- [Goal of the exercise]:
According to the excerpt on metasurface lens design, what causes the numerical solver's convergence issues?

- [Excerpt]:
========================
To ascertain the quality of the stigmatic designs, we evaluate the error $E$, as defined in Eq. (16). For the designs presented in Fig. 2, we achieved values an average error $E$ of $1.139 \times 10^{-14}$ % with a standard deviation of $0.7135 \times 10^{-15}$. These values could be even smaller, but the numerical solver has convergence issues caused by the highly oscillatory nature of the error $E$.

3. Achieving a particular ray mapping

Until now, the lens designs were limited to stigmatic singlets made with at least one metasurface. The design method can be made to respect more demanding merit functions at the cost of numerical complexity [29,30]. As such, the method is well suited to design optical elements achieving particular and known ray mapping angular relations between the object and image planes, such as the Abbe sine or the ‘Herschel conditions [37]. Typical ray mappings are the Abbe sine condition, the Herschel condition and the condition for constant angular magnification, respectively given by the relations [29,37]

(17)$$M_{tr} = \frac{\sin\theta_1}{\sin\theta_3} \qquad \qquad M_{long} = \frac{\sin^2(\theta_1/2)}{\sin^2(\theta_3/2)} \qquad \qquad \textbf{} M_{ang} = \frac{\tan \theta_3}{\tan \theta_1 } ,$$

where $M_{tr}$, $M_{long}$ and $M_{ang}$ are constants representing the transverse, longitudinal and angular magnifications, respectively. The proposed method is not limited to these cases. However, for fixed values of $l_o$, $t$ and $l_i$, we expect the magnification factors to follow the relationship $M_{tr} = \sqrt {M_{long}} = 1/M_{ang}$ [37,41].
========================
- [Information supplied]:
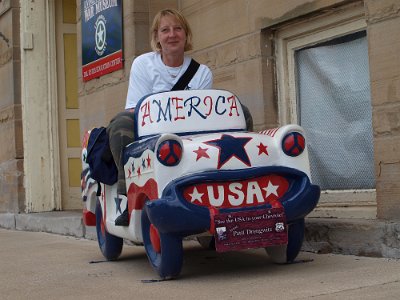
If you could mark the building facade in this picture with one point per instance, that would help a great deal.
(330, 65)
========================
- [Solved problem]:
The highly oscillatory nature of the error $E$.